▶ **AIM 1**
In the forum thread on panda cory group size, reproduce the passage starting at "Definitely depends on" and ending at "atleast 3 more.".

▶ **SOURCE TEXT**
====================

# Good size group for pandas



## corykid225 (Oct 23, 2006)

right now i have 3 they stick together but id like more what is a good size group?


----------



## Puffer Pita (Jun 16, 2006)

Depends on what size your tank is and what the other residents are.


----------



## Guest (Oct 25, 2006)

Definitely depends on the tanks size, but assuming you have a big enough tank, a group of atleast 6 is best for Panda cories. 8 would be a better number and if you have the space, 10 would be awesome. The more the better with Pandas, so I'd say get atleast 3 more.


----------



## corykid225 (Oct 23, 2006)

ok i will get between 3 or 5 more it is a 15 gallon. residents are 3 24 karat gold mollies.


----------



## corykid225 (Oct 23, 2006)

does this sound ok?


----------



## Ringo (Apr 10, 2006)

Sounds good.
What kinda substrate you have?


----------



## Guest (Oct 26, 2006)

Any chance you can exchange the kuhli loach for more pandas? They like groups and I don't think you have room for a big group of pandas and a group of loaches. Could you maybe exchange the loach and get more later on if you have a bigger tank.

I think 3-5 more would be fine in that tank...definitely consider exchanging the Kuhli though.


----------



## corykid225 (Oct 23, 2006)

ok well i just gave him to a freind a while ago casue the freind liked him so much better than i did. i have a smooth river stone substrate.


----------



## corykid225 (Oct 23, 2006)

Well as you can see now fom my signature i got a total of six do oyu think this is fine? They follow each other everywhere lol, no privacy for them unless they somehow slip away from the herd and rest a while.


----------



## Guest (Oct 29, 2006)

I think 6 is great. Your avatar picture is awesome!


----------

====================

▶ **AIM 2**
Collect every line of the records that contains the string "snow", matching case.

Dataset excerpts on pointing to objects:
====================

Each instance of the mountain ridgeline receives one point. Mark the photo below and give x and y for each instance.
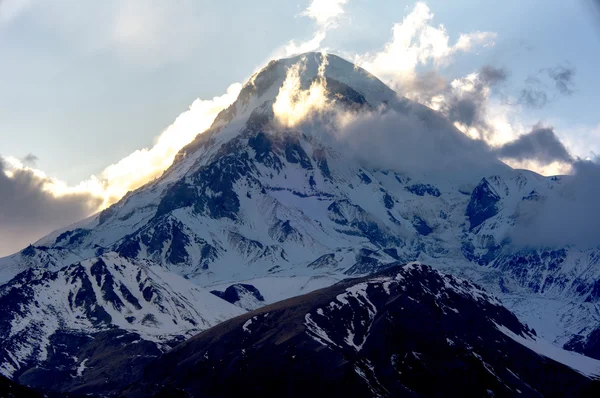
(256, 210)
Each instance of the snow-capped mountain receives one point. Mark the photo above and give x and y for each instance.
(276, 199)
(409, 331)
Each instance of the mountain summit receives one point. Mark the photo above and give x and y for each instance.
(318, 171)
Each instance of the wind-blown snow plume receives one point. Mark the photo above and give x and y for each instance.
(294, 105)
(570, 218)
(34, 204)
(326, 14)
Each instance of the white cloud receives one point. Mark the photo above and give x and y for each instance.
(416, 42)
(141, 166)
(325, 12)
(292, 104)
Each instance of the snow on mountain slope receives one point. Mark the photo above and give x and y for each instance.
(407, 331)
(92, 297)
(291, 207)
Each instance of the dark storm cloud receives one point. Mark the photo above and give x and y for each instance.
(571, 216)
(30, 159)
(533, 98)
(537, 94)
(469, 108)
(27, 211)
(541, 144)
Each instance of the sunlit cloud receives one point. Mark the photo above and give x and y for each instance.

====================

▶ **ANSWER 1**
Definitely depends on the tanks size, but assuming you have a big enough tank, a group of atleast 6 is best for Panda cories. 8 would be a better number and if you have the space, 10 would be awesome. The more the better with Pandas, so I'd say get atleast 3 more.

▶ **ANSWER 2**
Each instance of the snow-capped mountain receives one point. Mark the photo above and give x and y for each instance.
Each instance of the wind-blown snow plume receives one point. Mark the photo above and give x and y for each instance.
Each instance of the snow on mountain slope receives one point. Mark the photo above and give x and y for each instance.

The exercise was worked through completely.